§ **Task to complete**: In the entries below, spot each line with the word "railing" and copy it.

Collected data

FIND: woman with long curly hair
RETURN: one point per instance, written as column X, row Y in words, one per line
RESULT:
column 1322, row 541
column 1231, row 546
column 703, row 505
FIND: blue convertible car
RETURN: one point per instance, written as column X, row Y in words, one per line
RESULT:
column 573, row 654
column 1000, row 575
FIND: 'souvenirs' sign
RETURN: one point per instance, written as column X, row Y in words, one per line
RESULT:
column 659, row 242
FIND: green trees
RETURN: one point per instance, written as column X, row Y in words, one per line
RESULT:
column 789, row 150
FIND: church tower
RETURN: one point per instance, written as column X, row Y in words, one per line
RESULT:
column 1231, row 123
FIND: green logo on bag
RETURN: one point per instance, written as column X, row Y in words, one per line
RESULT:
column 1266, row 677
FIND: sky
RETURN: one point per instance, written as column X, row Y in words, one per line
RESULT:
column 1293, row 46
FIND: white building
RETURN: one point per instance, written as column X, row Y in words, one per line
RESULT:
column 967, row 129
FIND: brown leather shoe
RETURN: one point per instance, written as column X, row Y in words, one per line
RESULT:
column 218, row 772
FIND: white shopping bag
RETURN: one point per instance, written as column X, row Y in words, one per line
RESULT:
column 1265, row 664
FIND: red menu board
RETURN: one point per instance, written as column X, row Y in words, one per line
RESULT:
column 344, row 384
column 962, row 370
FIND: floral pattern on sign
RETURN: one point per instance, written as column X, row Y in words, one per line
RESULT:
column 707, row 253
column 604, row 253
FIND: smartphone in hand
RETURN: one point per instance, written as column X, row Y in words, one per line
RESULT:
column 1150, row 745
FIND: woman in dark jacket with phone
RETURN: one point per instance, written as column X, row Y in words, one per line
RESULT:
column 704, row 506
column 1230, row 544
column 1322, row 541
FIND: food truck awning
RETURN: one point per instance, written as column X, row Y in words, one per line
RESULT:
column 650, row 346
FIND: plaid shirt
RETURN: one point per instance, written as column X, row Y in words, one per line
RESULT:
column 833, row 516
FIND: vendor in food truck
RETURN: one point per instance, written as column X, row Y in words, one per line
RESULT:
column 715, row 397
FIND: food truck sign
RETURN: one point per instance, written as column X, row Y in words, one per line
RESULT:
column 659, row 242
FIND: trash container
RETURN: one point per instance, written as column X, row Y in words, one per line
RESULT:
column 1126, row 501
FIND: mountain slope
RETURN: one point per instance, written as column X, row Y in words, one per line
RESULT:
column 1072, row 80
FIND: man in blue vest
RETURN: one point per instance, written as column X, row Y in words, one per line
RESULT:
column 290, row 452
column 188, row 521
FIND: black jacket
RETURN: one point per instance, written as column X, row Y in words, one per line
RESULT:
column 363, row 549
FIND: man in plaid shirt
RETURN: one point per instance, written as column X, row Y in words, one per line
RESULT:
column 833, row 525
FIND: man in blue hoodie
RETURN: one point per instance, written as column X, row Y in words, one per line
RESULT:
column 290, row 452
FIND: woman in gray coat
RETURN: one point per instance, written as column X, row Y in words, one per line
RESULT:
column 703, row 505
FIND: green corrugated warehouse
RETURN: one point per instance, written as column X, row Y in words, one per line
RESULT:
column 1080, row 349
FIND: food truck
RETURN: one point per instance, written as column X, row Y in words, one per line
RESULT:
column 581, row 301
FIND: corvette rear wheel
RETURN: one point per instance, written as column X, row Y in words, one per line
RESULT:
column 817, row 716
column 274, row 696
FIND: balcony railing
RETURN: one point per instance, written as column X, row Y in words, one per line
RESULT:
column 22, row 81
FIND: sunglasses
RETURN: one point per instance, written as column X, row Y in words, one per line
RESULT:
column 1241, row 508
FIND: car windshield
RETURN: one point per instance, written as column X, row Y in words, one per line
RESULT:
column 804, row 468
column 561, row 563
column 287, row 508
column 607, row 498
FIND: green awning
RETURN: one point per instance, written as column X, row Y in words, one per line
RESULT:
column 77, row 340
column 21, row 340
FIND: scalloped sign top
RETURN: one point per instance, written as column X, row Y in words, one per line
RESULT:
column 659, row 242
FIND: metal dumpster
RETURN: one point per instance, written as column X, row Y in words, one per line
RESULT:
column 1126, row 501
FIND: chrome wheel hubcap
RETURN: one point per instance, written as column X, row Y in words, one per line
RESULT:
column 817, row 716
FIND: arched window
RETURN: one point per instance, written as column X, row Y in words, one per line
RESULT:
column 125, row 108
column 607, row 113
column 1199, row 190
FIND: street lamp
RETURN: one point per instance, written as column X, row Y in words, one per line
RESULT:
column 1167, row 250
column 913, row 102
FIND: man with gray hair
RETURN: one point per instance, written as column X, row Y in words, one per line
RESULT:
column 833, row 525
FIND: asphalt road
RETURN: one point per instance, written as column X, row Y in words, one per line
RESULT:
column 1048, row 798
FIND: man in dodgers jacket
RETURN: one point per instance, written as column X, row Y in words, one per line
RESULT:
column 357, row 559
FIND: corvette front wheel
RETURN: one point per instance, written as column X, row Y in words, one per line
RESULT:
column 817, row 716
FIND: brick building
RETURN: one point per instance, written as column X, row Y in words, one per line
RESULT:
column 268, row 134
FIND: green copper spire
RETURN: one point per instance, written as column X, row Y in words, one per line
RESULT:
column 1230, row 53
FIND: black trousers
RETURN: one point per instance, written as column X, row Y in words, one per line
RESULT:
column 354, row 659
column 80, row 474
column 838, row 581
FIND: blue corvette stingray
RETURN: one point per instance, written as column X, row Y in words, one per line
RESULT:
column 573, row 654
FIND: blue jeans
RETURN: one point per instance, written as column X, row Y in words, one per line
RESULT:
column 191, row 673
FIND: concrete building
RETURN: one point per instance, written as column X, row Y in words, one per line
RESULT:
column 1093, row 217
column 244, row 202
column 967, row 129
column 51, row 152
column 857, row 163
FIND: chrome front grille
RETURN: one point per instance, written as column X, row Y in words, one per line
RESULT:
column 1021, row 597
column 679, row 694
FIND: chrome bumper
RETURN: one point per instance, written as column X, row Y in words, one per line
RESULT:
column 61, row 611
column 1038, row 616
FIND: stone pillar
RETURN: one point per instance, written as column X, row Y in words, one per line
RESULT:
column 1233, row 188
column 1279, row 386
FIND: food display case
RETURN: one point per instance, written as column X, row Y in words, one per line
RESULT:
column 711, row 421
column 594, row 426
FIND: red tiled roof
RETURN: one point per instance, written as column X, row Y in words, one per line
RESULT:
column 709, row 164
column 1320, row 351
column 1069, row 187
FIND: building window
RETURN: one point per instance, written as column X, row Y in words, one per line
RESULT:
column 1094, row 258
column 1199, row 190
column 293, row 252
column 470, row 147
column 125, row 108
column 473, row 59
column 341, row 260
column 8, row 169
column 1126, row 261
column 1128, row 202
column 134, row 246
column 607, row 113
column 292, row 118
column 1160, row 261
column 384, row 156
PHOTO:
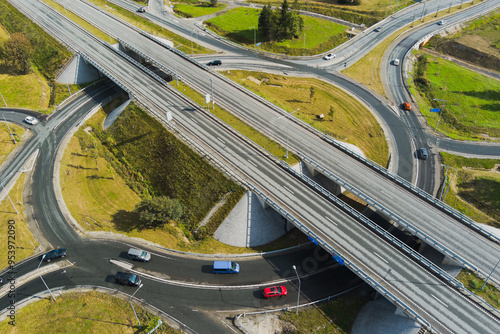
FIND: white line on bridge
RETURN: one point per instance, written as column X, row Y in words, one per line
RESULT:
column 331, row 221
column 386, row 194
column 251, row 163
column 344, row 168
column 380, row 257
column 436, row 298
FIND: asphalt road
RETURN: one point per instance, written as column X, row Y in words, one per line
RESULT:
column 420, row 216
column 263, row 172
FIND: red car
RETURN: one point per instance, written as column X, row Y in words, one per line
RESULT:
column 275, row 291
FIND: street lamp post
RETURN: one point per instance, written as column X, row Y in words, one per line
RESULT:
column 288, row 132
column 254, row 36
column 43, row 281
column 373, row 70
column 440, row 112
column 298, row 296
column 133, row 309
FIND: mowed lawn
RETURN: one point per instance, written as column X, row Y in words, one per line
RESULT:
column 83, row 312
column 29, row 91
column 6, row 143
column 23, row 243
column 472, row 108
column 475, row 190
column 351, row 121
column 200, row 9
column 238, row 25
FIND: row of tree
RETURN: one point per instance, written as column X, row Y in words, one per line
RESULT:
column 282, row 23
column 17, row 53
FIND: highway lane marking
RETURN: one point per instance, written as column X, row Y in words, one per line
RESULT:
column 343, row 167
column 251, row 163
column 436, row 298
column 331, row 221
column 380, row 257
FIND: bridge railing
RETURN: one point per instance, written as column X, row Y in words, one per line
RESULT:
column 414, row 230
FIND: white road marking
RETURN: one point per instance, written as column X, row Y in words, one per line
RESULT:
column 436, row 298
column 331, row 221
column 251, row 163
column 380, row 257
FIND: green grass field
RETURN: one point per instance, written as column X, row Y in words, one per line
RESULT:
column 7, row 144
column 81, row 22
column 471, row 282
column 472, row 100
column 83, row 312
column 21, row 245
column 29, row 91
column 351, row 121
column 196, row 10
column 180, row 43
column 475, row 190
column 320, row 35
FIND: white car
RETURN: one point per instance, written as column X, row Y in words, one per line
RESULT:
column 31, row 120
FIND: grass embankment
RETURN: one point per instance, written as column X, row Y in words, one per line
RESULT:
column 367, row 69
column 475, row 191
column 180, row 43
column 477, row 43
column 240, row 126
column 7, row 144
column 332, row 317
column 237, row 25
column 351, row 121
column 472, row 99
column 368, row 12
column 81, row 22
column 197, row 9
column 88, row 312
column 32, row 91
column 20, row 246
column 151, row 162
column 471, row 282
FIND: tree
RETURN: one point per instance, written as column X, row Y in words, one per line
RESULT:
column 312, row 91
column 267, row 23
column 331, row 111
column 158, row 211
column 17, row 52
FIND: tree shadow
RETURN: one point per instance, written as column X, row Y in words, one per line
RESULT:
column 126, row 221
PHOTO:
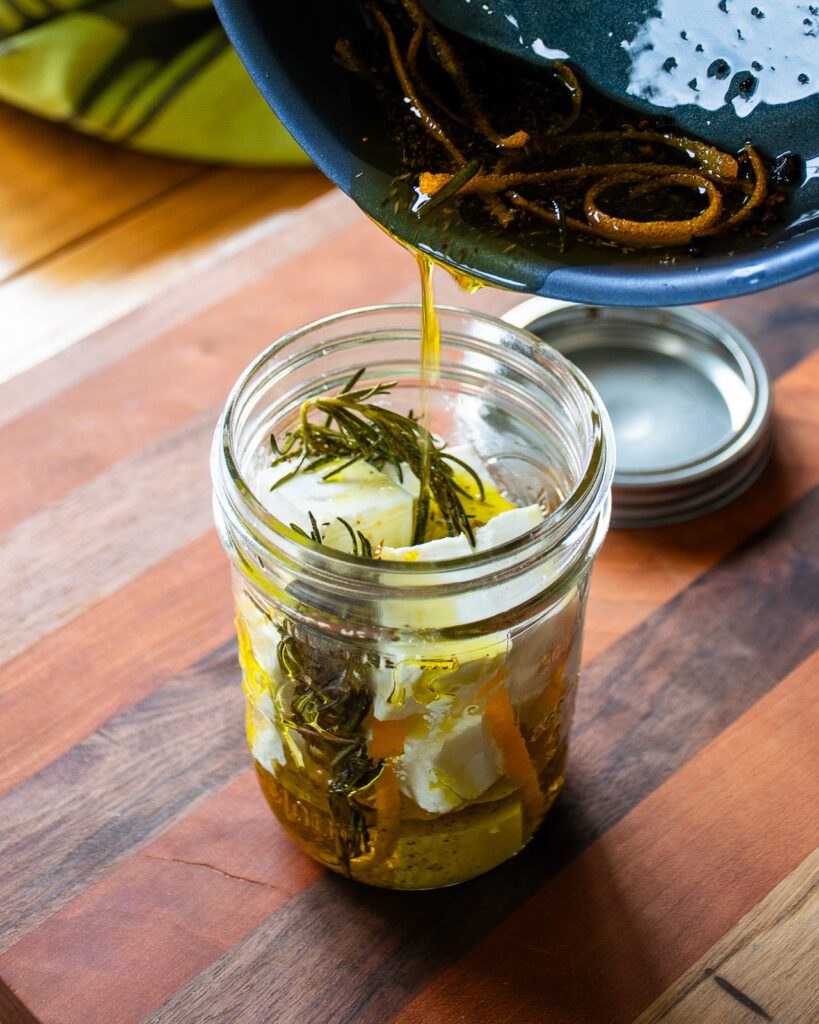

§ **Task answer**:
FIND: balcony railing
FIND: bridge railing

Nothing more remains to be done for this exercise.